• **AIM OF THE TASK**:
Identify each line in the data below that contains the word "support" and copy those lines in full.
┏━━
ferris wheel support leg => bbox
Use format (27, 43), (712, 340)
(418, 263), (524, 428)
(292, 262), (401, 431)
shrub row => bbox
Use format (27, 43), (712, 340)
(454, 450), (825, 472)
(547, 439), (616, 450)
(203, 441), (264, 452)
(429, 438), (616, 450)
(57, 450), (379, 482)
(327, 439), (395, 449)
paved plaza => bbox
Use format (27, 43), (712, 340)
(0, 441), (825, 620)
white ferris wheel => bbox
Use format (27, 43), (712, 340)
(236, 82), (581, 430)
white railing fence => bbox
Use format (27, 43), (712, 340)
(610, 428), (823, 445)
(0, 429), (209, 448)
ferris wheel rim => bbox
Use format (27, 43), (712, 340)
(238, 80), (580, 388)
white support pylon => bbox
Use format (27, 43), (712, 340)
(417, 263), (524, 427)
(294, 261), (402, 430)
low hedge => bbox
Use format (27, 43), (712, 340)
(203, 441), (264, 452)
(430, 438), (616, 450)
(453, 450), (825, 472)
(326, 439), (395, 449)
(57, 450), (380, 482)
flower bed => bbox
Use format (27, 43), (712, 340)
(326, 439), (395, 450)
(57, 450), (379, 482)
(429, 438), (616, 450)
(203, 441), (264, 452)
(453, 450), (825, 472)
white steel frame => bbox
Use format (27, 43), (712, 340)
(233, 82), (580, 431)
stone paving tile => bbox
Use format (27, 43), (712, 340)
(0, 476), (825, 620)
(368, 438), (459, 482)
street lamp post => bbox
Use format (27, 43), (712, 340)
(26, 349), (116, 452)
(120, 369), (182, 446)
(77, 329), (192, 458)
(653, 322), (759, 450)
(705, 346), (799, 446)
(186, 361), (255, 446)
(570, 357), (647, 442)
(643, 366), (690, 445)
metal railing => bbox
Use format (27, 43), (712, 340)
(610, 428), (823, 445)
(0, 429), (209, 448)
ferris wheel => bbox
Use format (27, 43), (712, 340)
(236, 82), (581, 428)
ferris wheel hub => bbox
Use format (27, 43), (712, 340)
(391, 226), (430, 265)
┗━━
• **SOLUTION FOR THIS TASK**:
ferris wheel support leg => bbox
white support pylon => bbox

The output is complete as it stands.